• **DOCUMENT PASSAGE**
☆ ☆ ☆ ☆ ☆
Panther Club
- Full name: Panther Football Club
- Ground: Panther Ground, Faisalabad

= Panther FC =

Pakistani football club

Panther Football Club is a Pakistani football club based in Faisalabad, Punjab. The club was one of the founding members of the Pakistan Premier League, established in 2004. The club also contained youth teams. It has produced notable players, such as Samar Ishaq, a former captain of the Pakistan national team. The club competes at the Panther Ground in Chak 41-JB in Satiana, Faisalabad.

== History ==
Panther Club made its professional debut in the 2004–05 Pakistan Premier League, finishing the season at 11th position with 30 points, but avoiding relegation due to Allied Bank dissolving their team. The club got relegated in the following season, finishing 11th again, with 20 points. The team participated in the 2005 National Challenge Cup, finishing first in group C, which also comprised Railways, Wohaib and City FC from Lahore. In the second stage, the club finished last behind KRL, WAPDA, KESC, Navy and Police. In the 2006 PFF National League, the club failed to qualify for the second stage where it was grouped with Pakistan Television, HEC, and Dera XI. In the next 2007–08 PFF League, the club finished 4th in the group A comprising seven teams, failing to qualify for the next stage.
☆ ☆ ☆ ☆ ☆
• **WRITTEN TASKS**
[A] Extract the part of the Panther Football Club text that opens with the words containing "Panther Football Club is" and closes with "in Satiana, Faisalabad.".
[B] In the Panther Football Club text, which teams besides Panther Club made up group C of the 2005 National Challenge Cup?
Rely only on the Panther Football Club text for what comes next.

[Point-based annotation data]
☆ ☆ ☆ ☆ ☆
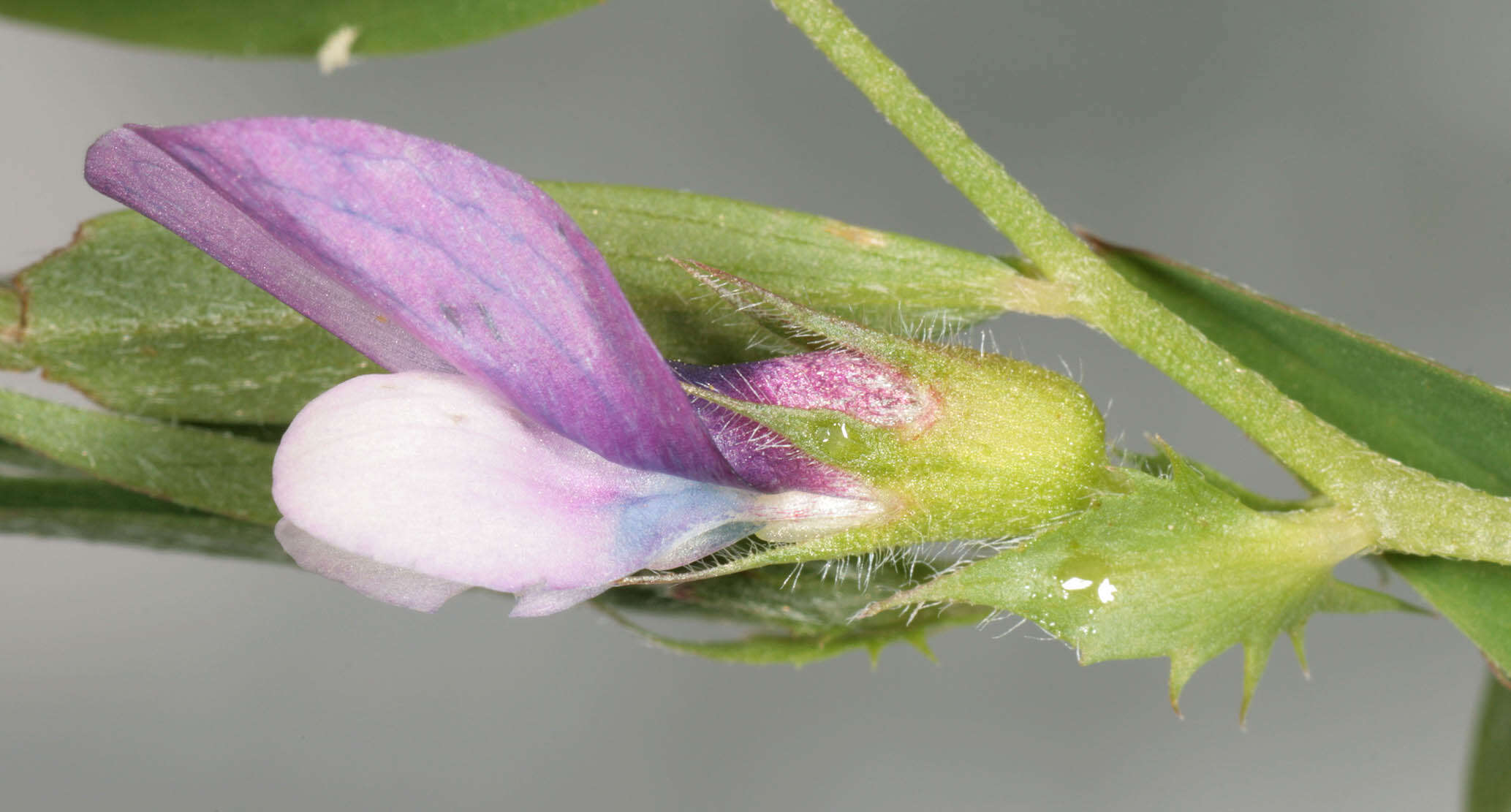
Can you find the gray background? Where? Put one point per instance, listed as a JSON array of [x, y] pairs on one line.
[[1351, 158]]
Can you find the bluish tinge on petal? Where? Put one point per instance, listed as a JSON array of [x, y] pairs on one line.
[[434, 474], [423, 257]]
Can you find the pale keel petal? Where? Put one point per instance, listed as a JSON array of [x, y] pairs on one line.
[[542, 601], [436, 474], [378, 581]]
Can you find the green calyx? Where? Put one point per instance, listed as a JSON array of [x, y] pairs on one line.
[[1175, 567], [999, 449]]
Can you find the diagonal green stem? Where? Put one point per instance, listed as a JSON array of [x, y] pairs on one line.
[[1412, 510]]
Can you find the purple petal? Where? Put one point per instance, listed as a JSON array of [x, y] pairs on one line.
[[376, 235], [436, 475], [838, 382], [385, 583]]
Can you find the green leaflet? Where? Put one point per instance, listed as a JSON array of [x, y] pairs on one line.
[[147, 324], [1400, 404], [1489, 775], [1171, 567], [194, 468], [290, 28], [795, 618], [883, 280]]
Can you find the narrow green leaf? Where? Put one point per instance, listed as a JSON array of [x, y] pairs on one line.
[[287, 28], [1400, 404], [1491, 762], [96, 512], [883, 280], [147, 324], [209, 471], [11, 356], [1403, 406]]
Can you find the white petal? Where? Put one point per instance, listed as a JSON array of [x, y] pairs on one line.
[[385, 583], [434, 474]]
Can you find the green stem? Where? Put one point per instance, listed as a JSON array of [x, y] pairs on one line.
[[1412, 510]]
☆ ☆ ☆ ☆ ☆
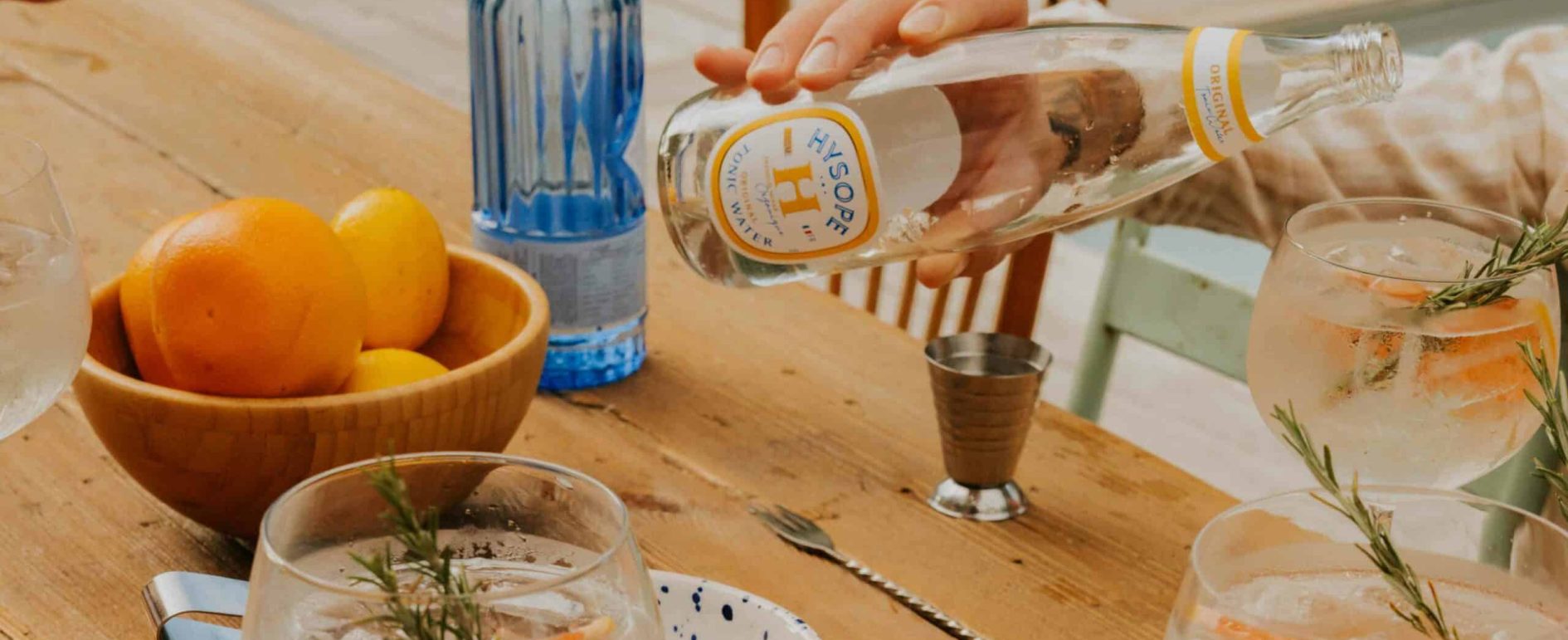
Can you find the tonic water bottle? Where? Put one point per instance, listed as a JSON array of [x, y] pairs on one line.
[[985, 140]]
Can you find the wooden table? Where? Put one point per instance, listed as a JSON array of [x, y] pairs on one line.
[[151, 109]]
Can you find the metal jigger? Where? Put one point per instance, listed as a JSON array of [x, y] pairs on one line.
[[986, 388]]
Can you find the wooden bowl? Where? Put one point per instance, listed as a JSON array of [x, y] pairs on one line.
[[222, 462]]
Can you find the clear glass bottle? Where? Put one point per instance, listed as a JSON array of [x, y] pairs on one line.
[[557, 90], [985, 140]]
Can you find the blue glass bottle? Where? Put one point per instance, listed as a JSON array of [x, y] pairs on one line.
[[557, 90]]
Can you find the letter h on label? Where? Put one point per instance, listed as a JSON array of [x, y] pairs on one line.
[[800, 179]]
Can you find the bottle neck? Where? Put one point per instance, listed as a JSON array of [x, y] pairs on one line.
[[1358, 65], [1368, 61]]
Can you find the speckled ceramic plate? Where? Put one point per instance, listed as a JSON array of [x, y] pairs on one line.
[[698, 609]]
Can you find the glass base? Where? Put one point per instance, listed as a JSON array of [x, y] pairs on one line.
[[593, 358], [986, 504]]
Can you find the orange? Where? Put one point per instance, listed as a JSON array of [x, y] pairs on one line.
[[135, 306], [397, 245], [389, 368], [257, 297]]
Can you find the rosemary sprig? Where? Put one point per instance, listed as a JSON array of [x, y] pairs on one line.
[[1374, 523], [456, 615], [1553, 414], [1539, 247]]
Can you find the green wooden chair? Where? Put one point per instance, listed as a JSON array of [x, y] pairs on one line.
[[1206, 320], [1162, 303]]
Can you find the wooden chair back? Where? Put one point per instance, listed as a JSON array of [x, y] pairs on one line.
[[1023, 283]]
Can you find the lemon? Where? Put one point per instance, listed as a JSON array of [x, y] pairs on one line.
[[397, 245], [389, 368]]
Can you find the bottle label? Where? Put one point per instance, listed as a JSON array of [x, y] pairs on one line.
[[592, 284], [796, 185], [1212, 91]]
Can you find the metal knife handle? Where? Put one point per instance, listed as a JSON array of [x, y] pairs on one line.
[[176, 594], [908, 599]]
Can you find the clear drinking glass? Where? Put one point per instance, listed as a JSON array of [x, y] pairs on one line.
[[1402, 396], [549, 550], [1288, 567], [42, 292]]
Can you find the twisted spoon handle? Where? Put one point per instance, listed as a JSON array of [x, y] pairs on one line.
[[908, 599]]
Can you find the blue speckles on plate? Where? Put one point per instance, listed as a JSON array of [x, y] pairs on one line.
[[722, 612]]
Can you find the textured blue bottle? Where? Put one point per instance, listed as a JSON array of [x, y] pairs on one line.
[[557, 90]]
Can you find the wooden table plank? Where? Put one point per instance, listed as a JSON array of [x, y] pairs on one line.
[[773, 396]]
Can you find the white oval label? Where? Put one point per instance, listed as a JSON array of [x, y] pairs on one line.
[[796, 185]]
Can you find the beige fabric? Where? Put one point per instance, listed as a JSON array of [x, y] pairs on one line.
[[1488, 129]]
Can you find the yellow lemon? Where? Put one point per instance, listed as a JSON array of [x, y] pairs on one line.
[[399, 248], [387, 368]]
☆ ☆ ☆ ☆ ☆
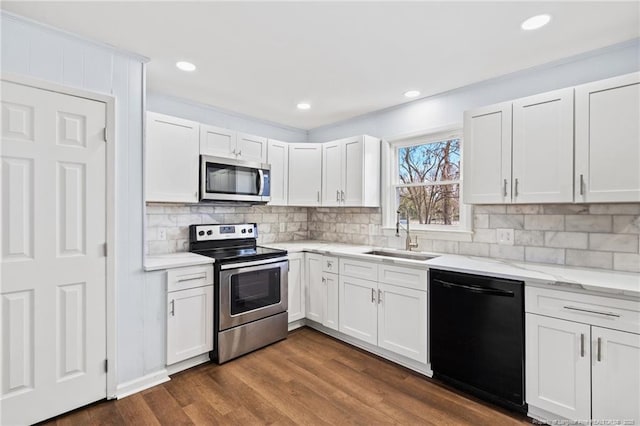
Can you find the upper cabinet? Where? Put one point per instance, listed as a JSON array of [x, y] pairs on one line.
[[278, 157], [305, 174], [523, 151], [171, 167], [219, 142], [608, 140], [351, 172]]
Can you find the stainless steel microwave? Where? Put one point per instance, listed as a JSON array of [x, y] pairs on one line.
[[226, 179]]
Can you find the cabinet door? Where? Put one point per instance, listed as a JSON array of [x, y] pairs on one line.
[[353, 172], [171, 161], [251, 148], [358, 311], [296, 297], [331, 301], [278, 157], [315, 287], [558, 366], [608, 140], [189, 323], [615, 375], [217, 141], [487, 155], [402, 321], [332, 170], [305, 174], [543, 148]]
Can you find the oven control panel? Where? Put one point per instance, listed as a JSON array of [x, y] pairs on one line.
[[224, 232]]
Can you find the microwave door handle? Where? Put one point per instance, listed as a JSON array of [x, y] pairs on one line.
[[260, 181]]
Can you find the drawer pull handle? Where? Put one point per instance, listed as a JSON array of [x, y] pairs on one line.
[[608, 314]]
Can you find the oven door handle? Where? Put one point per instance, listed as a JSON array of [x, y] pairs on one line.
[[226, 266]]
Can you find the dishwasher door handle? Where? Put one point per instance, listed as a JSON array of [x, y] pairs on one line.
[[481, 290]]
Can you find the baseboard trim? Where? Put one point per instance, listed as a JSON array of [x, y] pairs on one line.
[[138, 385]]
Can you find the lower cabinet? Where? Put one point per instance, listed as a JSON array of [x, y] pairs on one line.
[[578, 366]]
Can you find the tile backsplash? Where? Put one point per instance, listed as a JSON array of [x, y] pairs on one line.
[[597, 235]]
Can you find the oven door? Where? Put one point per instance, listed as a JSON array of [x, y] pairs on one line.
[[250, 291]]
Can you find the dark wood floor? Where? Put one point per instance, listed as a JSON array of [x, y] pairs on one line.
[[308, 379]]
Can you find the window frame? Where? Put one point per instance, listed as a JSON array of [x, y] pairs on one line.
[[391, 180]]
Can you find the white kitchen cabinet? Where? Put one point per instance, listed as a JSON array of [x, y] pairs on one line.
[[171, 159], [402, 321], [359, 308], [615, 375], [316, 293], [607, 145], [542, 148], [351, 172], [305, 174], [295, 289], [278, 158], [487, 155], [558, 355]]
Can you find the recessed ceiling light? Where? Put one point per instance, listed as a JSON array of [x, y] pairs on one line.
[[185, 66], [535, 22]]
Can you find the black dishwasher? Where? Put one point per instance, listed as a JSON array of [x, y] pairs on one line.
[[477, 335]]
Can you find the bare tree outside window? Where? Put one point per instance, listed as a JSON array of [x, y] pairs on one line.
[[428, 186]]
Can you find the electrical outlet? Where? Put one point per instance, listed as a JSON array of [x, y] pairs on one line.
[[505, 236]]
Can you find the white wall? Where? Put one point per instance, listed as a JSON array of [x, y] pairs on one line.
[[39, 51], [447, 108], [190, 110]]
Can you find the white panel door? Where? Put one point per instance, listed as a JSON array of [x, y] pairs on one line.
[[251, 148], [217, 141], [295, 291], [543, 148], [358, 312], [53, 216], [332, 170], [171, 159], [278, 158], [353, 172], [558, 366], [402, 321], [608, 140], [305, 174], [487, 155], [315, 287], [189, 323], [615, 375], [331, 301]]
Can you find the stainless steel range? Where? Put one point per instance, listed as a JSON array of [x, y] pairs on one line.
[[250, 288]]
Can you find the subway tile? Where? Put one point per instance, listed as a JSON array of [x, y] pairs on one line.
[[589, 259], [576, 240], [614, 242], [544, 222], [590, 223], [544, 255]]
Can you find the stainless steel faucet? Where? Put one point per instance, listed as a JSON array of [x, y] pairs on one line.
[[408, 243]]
☆ ☆ ☆ ☆ ☆
• **FINAL ANSWERS**
[A]
Panther Football Club is a Pakistani football club based in Faisalabad, Punjab. The club was one of the founding members of the Pakistan Premier League, established in 2004. The club also contained youth teams. It has produced notable players, such as Samar Ishaq, a former captain of the Pakistan national team. The club competes at the Panther Ground in Chak 41-JB in Satiana, Faisalabad.

[B] Railways, Wohaib and City FC from Lahore.